List every line in the data that contains the string "shirt", treating uppercase and lowercase letters as different.

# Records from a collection
━━━

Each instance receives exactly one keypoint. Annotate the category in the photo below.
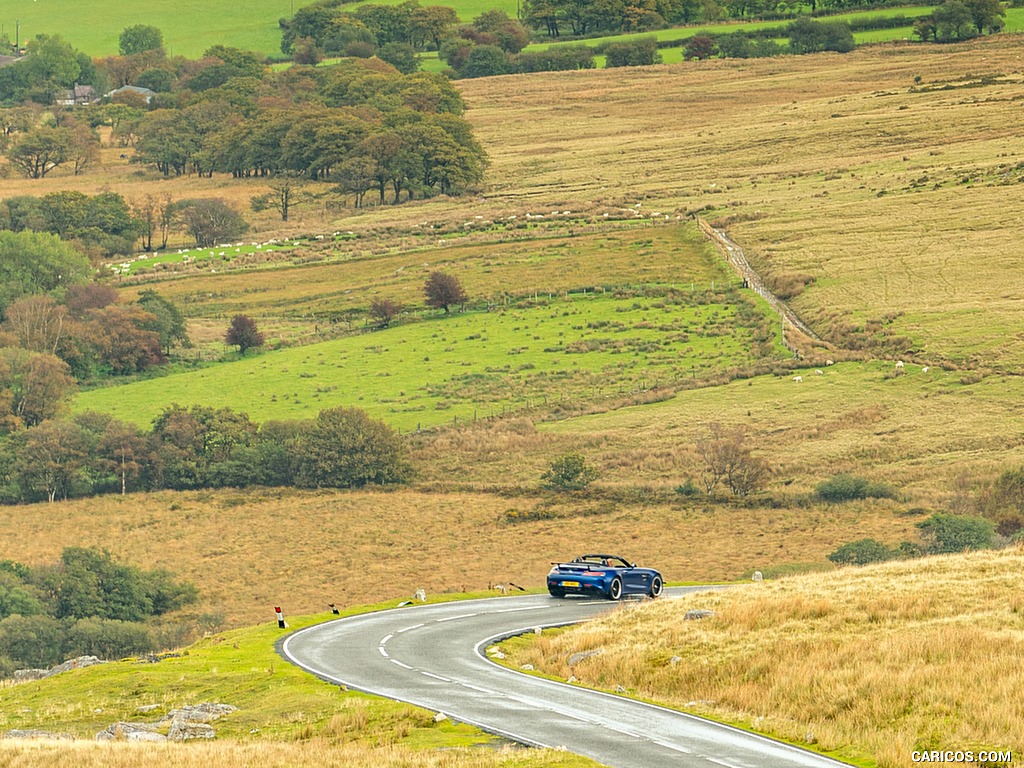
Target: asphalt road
(434, 656)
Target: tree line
(86, 604)
(196, 448)
(360, 125)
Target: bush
(107, 638)
(844, 487)
(568, 472)
(947, 534)
(861, 552)
(639, 52)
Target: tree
(443, 291)
(286, 189)
(639, 52)
(699, 47)
(244, 334)
(385, 310)
(168, 322)
(40, 151)
(51, 460)
(861, 552)
(38, 323)
(33, 387)
(947, 534)
(727, 459)
(347, 449)
(400, 55)
(569, 472)
(138, 39)
(211, 220)
(38, 263)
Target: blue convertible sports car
(606, 576)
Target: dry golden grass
(873, 662)
(49, 754)
(249, 551)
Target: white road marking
(718, 762)
(514, 610)
(674, 748)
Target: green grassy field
(472, 366)
(281, 709)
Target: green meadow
(476, 365)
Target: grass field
(469, 366)
(876, 662)
(285, 717)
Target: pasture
(472, 366)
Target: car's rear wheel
(615, 589)
(656, 587)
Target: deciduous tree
(244, 334)
(443, 291)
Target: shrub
(945, 534)
(844, 487)
(861, 552)
(569, 472)
(639, 52)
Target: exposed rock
(202, 713)
(697, 613)
(578, 657)
(130, 732)
(184, 730)
(34, 733)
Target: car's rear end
(579, 579)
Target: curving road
(433, 656)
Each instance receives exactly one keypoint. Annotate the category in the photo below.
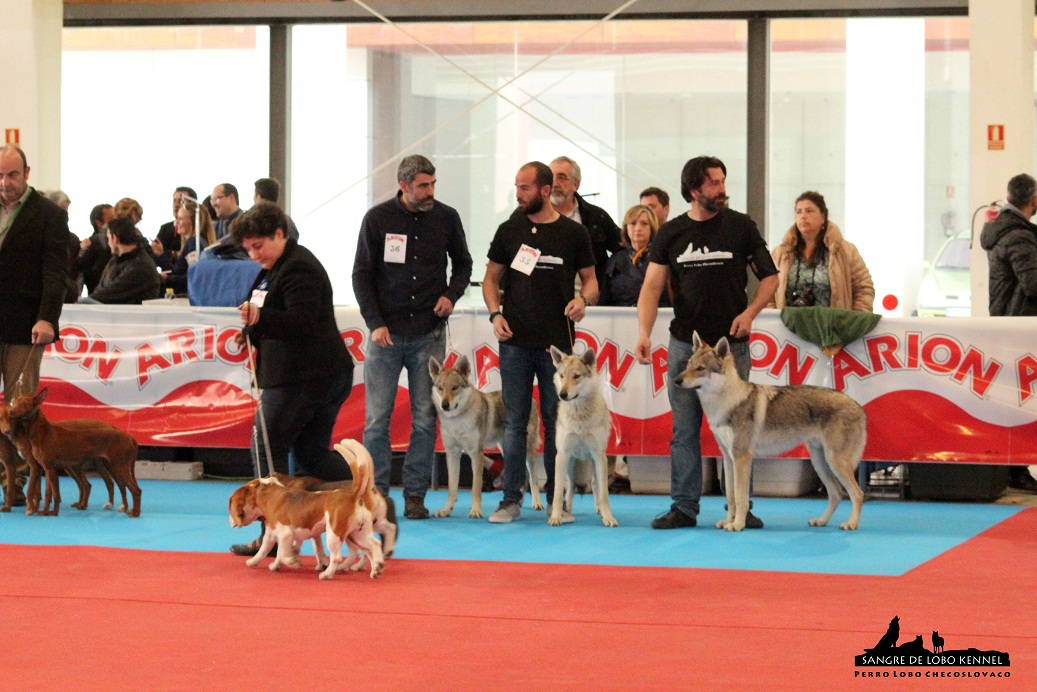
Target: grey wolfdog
(582, 433)
(471, 421)
(749, 419)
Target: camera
(803, 298)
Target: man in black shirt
(704, 254)
(539, 252)
(399, 277)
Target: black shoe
(250, 549)
(674, 519)
(1018, 478)
(753, 522)
(415, 507)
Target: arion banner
(934, 389)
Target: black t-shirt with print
(534, 305)
(707, 261)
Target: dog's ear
(723, 348)
(464, 367)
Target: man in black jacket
(33, 266)
(1010, 242)
(604, 231)
(399, 277)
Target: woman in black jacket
(303, 366)
(625, 271)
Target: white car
(946, 291)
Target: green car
(946, 291)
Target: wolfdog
(750, 419)
(471, 421)
(582, 432)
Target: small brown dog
(22, 446)
(64, 446)
(293, 515)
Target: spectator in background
(1010, 242)
(816, 266)
(625, 271)
(93, 252)
(565, 199)
(659, 201)
(225, 203)
(269, 189)
(130, 277)
(167, 244)
(177, 278)
(73, 284)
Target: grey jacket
(1010, 242)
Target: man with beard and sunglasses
(704, 255)
(536, 255)
(399, 278)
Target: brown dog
(293, 515)
(373, 500)
(23, 446)
(64, 446)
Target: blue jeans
(300, 418)
(685, 448)
(519, 366)
(382, 369)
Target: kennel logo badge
(914, 654)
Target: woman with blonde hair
(816, 266)
(625, 271)
(177, 278)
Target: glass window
(873, 113)
(148, 109)
(629, 101)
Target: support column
(30, 34)
(280, 108)
(1001, 92)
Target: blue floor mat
(894, 537)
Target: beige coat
(851, 284)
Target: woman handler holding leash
(303, 367)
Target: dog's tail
(361, 466)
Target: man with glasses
(33, 266)
(604, 231)
(225, 202)
(399, 278)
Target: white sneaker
(506, 513)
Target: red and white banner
(934, 389)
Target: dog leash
(21, 376)
(262, 418)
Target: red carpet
(105, 618)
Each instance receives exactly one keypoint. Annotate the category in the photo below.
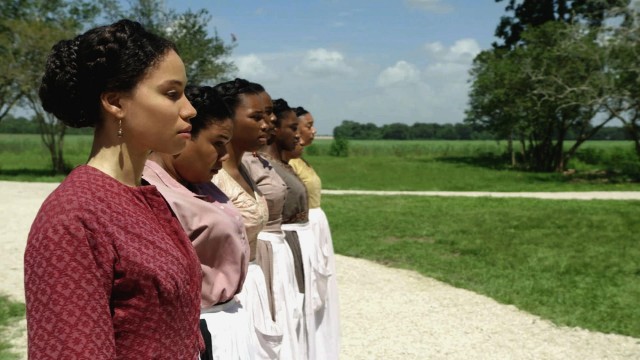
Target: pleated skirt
(316, 276)
(288, 300)
(226, 332)
(266, 337)
(327, 321)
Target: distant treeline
(354, 131)
(430, 131)
(21, 125)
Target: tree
(35, 27)
(556, 83)
(205, 56)
(625, 64)
(534, 13)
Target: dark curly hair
(107, 58)
(280, 108)
(209, 105)
(300, 111)
(230, 92)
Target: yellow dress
(310, 179)
(327, 333)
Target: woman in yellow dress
(328, 328)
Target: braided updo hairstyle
(230, 92)
(300, 111)
(209, 105)
(280, 108)
(107, 58)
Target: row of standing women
(193, 231)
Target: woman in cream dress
(328, 326)
(249, 134)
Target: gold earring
(120, 128)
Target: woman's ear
(112, 103)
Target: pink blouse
(216, 231)
(271, 186)
(253, 208)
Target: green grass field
(9, 312)
(379, 165)
(575, 262)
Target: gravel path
(426, 320)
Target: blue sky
(378, 61)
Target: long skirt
(316, 276)
(266, 338)
(288, 299)
(328, 321)
(226, 331)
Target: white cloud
(252, 67)
(401, 72)
(430, 5)
(323, 62)
(462, 51)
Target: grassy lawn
(10, 312)
(376, 165)
(576, 263)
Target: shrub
(339, 147)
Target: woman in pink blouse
(288, 289)
(249, 134)
(213, 224)
(109, 272)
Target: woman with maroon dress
(109, 272)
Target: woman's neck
(166, 162)
(273, 151)
(117, 159)
(235, 158)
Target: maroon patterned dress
(110, 274)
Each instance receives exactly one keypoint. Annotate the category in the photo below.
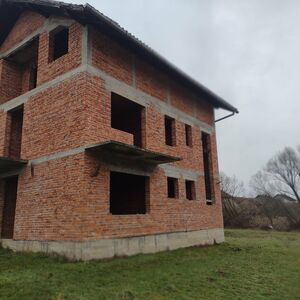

━━━

# Task answer
Target: man in black shirt
Target: black t-shirt with print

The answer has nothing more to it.